■ PASSAGE PROVIDED ■
* begin *

By Rudolphe Gautier (Baker McKenzie Switzerland)

I.              Corporate liability deriving from criminal activity

1.             Nature of the liability (criminal, administrative) and basis (crimes committed by directors or representatives, in the interest of or for the advantage of the company)

According to the Swiss Criminal Code

Since 21 March 2003, the Swiss Criminal Code (SCC) has been imposing criminal liability on companies. Previously, only the managers, board members or the employees of the company could be prosecuted for criminal offenses.

Under Swiss criminal law, a company will assume liability when the link between the offense and its lack of organization is demonstrated by the criminal authorities. Furthermore, the offense must be committed by an individual who has committed the subjective and objective parts of the offense. Additionally, the offender must have acted while with the company and in the exercise of commercial activities in accordance with the objectives of the company. Note that their position within the company does not matter (employee, manager, board member, etc.).

It is only when these three conditions have been met that corporate liability may be deemed to exist.

Article 102 of the SCC provides for two types of criminal liability for companies:

  • According to the principle of subsidiary liability, companies may be held liable for criminal offenses if it is not possible to attribute this act to any specific person. According to Article 102 § 1 of the SCC, such liability only exists if: (i) a felony or misdemeanor is committed within a company; (ii) it is done in the exercise of commercial activities in accordance with the objectives of the company; (iii) it is not possible to attribute this act to any specific individual; and (iv) it is due to the inadequate/inefficient organization of the company.
  • Primary liability is levied for certain offenses exhaustively listed in Article 102 § 2 of the SCC (Articles 260ter, 260quinquies, 305bis, 322ter, 322quinquies or 322septies paragraph 1 or 322octies). It provides that the company is responsible if it fails to take all the reasonable organizational measures that were required in order to prevent such an offense.

It should be noted that primary liability is independent of and parallel to the liability of the offender, who is the individual liable for the offense. The company may only be deemed liable when it fails to take the adequate organizational measures.

The Swiss Federal Supreme Court confirmed in a recent decision[1] that corporate criminal liability is only possible where all objective and subjective requirements for the punishability of the underlying criminal law offense by the offender (individual) are fulfilled, regardless of the sanction of the accused individual. This means that the offender must have acted intentionally (or at least must have known that the offense could transpire).

* end *

■ PROBLEM SET ■
• 1. List every article of the Swiss Criminal Code that the passage on Swiss corporate criminal liability names as an offense in Article 102 § 2.
• 2. According to the passage on Swiss corporate criminal liability, since what date has the Swiss Criminal Code imposed criminal liability on companies?
• 3. From the passage on Swiss corporate criminal liability, write out the text starting with "The Swiss Federal" and going on through "offense could transpire).".

■ Data listing ■
* begin *

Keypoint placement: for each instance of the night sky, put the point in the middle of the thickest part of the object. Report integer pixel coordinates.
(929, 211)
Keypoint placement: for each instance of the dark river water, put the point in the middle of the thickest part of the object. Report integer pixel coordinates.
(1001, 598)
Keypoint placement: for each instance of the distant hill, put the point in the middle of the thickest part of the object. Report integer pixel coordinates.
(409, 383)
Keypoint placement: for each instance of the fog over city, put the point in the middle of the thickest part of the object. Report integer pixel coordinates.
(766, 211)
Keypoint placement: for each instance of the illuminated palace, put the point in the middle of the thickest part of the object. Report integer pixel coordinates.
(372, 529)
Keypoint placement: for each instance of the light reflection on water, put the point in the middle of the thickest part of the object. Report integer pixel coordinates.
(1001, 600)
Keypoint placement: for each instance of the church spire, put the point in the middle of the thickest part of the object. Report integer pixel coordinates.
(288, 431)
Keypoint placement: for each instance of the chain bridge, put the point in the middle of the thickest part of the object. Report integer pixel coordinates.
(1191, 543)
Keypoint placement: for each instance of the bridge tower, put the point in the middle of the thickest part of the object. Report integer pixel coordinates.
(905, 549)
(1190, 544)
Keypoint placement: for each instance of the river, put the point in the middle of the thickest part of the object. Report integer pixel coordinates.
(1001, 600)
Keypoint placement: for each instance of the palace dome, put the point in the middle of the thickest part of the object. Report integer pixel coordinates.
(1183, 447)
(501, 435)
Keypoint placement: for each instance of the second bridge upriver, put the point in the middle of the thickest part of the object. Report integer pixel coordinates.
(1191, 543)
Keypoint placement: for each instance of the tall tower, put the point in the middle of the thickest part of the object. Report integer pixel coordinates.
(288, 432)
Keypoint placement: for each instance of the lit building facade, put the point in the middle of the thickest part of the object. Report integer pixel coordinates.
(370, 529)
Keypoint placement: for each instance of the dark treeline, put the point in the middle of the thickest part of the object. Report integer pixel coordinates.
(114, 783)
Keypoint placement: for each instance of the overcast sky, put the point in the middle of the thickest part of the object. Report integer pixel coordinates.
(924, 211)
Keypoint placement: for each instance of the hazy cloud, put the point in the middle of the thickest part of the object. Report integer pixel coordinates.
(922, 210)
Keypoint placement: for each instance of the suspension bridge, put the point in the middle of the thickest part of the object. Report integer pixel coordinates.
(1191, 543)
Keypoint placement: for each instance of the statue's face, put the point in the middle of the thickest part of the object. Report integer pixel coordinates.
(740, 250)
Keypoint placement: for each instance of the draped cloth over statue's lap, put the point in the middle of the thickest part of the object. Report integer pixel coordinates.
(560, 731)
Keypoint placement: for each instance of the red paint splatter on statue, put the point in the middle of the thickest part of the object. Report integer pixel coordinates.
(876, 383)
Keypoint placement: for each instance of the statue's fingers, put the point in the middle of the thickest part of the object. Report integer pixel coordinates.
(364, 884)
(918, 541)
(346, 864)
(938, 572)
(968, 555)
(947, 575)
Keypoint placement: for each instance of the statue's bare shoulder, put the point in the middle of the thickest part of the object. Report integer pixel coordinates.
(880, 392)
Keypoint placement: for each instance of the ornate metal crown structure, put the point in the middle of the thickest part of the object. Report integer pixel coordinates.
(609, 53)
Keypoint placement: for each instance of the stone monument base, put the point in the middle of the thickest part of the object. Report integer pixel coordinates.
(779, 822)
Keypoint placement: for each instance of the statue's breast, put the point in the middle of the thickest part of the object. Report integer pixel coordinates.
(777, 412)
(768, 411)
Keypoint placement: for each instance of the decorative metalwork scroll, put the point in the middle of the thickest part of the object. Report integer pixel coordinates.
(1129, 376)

* end *

■ RESPONSES ■
• 1.
- Article 260ter
- Article 260quinquies
- Article 305bis
- Article 322ter
- Article 322quinquies
- Article 322septies paragraph 1
- Article 322octies

• 2. Since 21 March 2003.

• 3.
The Swiss Federal Supreme Court confirmed in a recent decision[1] that corporate criminal liability is only possible where all objective and subjective requirements for the punishability of the underlying criminal law offense by the offender (individual) are fulfilled, regardless of the sanction of the accused individual. This means that the offender must have acted intentionally (or at least must have known that the offense could transpire).